▸ **The request**:
Print every record below exactly as written.

▸ **Data for the task**:
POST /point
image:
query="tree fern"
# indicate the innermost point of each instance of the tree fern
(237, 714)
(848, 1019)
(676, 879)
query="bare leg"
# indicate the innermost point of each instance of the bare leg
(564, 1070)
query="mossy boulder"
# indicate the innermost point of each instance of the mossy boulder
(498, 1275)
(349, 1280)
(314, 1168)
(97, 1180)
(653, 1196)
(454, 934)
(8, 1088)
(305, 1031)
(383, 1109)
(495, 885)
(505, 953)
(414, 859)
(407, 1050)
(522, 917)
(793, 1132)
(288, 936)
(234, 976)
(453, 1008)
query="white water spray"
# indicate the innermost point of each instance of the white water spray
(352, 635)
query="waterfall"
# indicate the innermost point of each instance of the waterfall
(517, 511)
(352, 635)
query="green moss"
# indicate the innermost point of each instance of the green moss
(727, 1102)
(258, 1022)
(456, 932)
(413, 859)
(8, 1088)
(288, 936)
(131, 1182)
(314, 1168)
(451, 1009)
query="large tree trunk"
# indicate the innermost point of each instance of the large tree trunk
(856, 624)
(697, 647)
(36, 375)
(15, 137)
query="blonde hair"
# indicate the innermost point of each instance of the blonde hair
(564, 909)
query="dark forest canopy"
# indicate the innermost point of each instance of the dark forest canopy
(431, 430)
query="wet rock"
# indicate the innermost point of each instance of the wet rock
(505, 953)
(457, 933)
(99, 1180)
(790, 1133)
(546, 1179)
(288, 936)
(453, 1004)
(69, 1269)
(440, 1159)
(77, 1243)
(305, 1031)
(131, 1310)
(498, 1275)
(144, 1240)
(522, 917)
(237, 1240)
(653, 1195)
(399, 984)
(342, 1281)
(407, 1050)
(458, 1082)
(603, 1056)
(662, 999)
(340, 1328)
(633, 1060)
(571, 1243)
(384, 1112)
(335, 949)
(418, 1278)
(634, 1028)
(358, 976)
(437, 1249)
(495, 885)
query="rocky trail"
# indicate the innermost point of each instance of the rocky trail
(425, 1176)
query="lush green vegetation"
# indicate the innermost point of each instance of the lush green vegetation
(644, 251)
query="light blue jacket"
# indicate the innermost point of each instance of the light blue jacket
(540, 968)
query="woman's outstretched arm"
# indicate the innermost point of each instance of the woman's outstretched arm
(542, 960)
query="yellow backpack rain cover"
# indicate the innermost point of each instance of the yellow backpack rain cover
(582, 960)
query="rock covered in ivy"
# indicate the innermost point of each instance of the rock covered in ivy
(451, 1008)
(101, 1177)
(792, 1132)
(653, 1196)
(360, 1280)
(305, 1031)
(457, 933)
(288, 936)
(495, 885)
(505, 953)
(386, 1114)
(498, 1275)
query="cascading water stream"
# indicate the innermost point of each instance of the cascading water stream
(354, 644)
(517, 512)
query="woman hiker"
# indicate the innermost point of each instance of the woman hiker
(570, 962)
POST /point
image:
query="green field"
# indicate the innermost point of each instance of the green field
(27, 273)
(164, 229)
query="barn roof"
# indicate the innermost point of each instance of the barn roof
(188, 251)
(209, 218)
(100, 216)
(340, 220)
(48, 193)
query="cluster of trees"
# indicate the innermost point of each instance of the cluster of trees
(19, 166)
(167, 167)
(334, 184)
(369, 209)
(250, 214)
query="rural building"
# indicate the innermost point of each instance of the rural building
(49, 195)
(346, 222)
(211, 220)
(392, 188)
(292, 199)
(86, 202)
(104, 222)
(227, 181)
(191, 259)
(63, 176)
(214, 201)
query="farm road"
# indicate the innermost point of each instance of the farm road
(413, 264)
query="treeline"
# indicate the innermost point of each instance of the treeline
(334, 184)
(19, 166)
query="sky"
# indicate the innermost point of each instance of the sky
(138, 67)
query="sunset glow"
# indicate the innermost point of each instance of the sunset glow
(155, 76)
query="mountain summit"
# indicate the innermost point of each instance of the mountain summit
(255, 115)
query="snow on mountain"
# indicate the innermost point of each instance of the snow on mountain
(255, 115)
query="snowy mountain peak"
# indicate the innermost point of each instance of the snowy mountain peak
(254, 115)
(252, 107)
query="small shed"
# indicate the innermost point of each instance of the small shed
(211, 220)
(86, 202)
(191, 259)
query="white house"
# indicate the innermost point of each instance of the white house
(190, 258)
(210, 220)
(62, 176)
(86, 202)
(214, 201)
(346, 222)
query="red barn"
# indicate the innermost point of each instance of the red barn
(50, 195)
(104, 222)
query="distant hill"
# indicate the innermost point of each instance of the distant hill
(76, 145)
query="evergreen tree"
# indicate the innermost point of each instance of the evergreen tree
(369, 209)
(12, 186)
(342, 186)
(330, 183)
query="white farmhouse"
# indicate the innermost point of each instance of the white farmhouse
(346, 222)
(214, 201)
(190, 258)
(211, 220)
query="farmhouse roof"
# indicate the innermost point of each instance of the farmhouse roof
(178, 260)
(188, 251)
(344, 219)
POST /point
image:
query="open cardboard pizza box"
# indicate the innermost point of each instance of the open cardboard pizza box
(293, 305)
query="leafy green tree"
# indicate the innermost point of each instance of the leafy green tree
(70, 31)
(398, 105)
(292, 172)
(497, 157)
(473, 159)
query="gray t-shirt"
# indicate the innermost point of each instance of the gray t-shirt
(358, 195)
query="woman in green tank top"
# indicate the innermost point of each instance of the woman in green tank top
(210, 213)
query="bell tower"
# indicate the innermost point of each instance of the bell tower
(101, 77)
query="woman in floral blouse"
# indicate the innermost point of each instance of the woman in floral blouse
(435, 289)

▸ **Written solution**:
POST /point
image:
query="tree fern"
# indicate the innermost point of each instance of the tree fern
(237, 714)
(848, 1019)
(676, 879)
query="bare leg"
# indicate the innermost point of each instance of the bare leg
(564, 1070)
query="mossy boulder"
# indicate the innermost point of each instance of the mossy boulder
(498, 1275)
(349, 1280)
(314, 1168)
(97, 1180)
(653, 1196)
(454, 934)
(8, 1088)
(305, 1031)
(383, 1109)
(495, 885)
(505, 953)
(414, 859)
(407, 1050)
(522, 917)
(793, 1132)
(288, 936)
(234, 976)
(453, 1008)
query="white water spray"
# indicate the innermost point of each instance of the white water spray
(352, 635)
query="waterfall"
# indicate the innermost point of each instance of the waterfall
(517, 511)
(352, 635)
query="green moss"
# indicate the innermost point of each instance of the green moss
(727, 1102)
(258, 1022)
(456, 932)
(413, 859)
(8, 1088)
(288, 936)
(131, 1182)
(314, 1168)
(451, 1009)
query="large tree trunk"
# indicate the innermost point of each instance of the large tree trunk
(856, 624)
(697, 647)
(36, 375)
(15, 137)
query="blonde hair"
# indicate the innermost point of each instance of the blonde hair
(564, 909)
query="dark forest canopy"
# indicate the innermost point of each instance of the dark forest canopy
(431, 430)
query="wet rock"
# indicate the innermost point of each instance of the wet rock
(505, 953)
(457, 933)
(99, 1180)
(790, 1133)
(546, 1179)
(288, 936)
(453, 1004)
(69, 1269)
(440, 1159)
(77, 1243)
(305, 1031)
(131, 1310)
(498, 1275)
(144, 1240)
(522, 917)
(237, 1240)
(653, 1195)
(399, 984)
(342, 1281)
(407, 1050)
(458, 1082)
(603, 1056)
(662, 999)
(340, 1328)
(633, 1060)
(571, 1243)
(384, 1112)
(335, 949)
(418, 1278)
(634, 1028)
(358, 976)
(437, 1249)
(495, 885)
query="rocky trail"
# indicate the innermost point of each instance of the rocky trail
(425, 1176)
query="lush green vegetation"
# indicate the innermost point of each instance of the lush green vegetation
(644, 251)
query="light blue jacket"
# indicate the innermost point of each instance of the light blue jacket
(540, 968)
query="woman's outstretched arm"
# indicate the innermost point of each instance of the woman's outstretched arm
(542, 960)
query="yellow backpack rain cover"
# indicate the innermost point of each instance of the yellow backpack rain cover
(582, 960)
query="rock covered in ivy"
# indicate the innermost point of each instance of the rock covered in ivy
(451, 1008)
(101, 1177)
(792, 1132)
(653, 1196)
(360, 1280)
(305, 1031)
(457, 933)
(288, 936)
(495, 885)
(505, 953)
(386, 1114)
(498, 1275)
query="cascading water stream"
# indicate the innermost point of each instance of the cascading water stream
(354, 644)
(517, 512)
query="woman hiker"
# indicate the innermost point of each instance of the woman hiker
(570, 962)
POST /point
image:
query="green field"
# indicate the innermost point of each instance of the green field
(27, 273)
(164, 229)
query="barn roof"
# indicate the innermost point of each instance of the barn roof
(188, 251)
(209, 218)
(100, 216)
(340, 220)
(48, 193)
query="cluster of trees"
# indicate the innermost point of each instance of the cluster of trees
(19, 166)
(167, 167)
(334, 184)
(369, 209)
(250, 214)
query="rural building"
# indicate the innermost point of each instance of the rural building
(49, 195)
(346, 222)
(211, 220)
(392, 188)
(292, 199)
(86, 202)
(104, 222)
(227, 181)
(191, 259)
(63, 176)
(214, 201)
query="farm road"
# indicate the innermost point of each instance of the farm road
(413, 264)
query="treeline"
# indicate the innermost point of each instance of the treeline
(334, 184)
(19, 166)
query="sky"
# indicate the innermost point of each instance of the sky
(138, 67)
query="sunset glow"
# indicate the innermost point of each instance of the sunset glow
(155, 76)
query="mountain summit"
# indicate the innermost point of each instance of the mountain summit
(255, 115)
query="snow on mountain"
# indicate the innermost point of each instance of the snow on mountain
(255, 115)
query="snowy mountain peak"
# indicate the innermost point of each instance of the snowy mountain peak
(254, 115)
(252, 107)
query="small shed"
# indicate the innermost point of each instance of the small shed
(211, 220)
(86, 202)
(191, 259)
query="white house"
# indicate the innermost point of each instance of the white house
(190, 258)
(210, 220)
(62, 176)
(86, 202)
(214, 201)
(346, 222)
query="red barn"
# indicate the innermost point of each instance of the red barn
(50, 195)
(104, 222)
query="distant hill"
# indicate the innermost point of each instance of the distant hill
(76, 145)
query="evergreen tree"
# indicate the innermost point of each instance of the evergreen tree
(369, 209)
(12, 186)
(342, 186)
(330, 183)
query="white farmhouse"
# indicate the innermost point of each instance of the white farmhouse
(346, 222)
(214, 201)
(190, 258)
(211, 220)
query="farmhouse roof"
# indicate the innermost point of each instance of the farmhouse roof
(178, 260)
(188, 251)
(344, 219)
POST /point
image:
query="open cardboard pizza box"
# indicate the innermost point of each instance of the open cardboard pizza box
(293, 305)
query="leafy green tree"
# indicate the innermost point of each instance of the leafy green tree
(70, 31)
(398, 105)
(292, 172)
(497, 157)
(473, 159)
query="gray t-shirt"
# indicate the innermost point of each instance of the gray t-shirt
(358, 195)
query="woman in green tank top"
# indicate the innermost point of each instance of the woman in green tank top
(210, 213)
query="bell tower"
# indicate the innermost point of each instance of the bell tower
(101, 77)
query="woman in floral blouse"
# indicate the innermost point of each instance of the woman in floral blouse
(435, 289)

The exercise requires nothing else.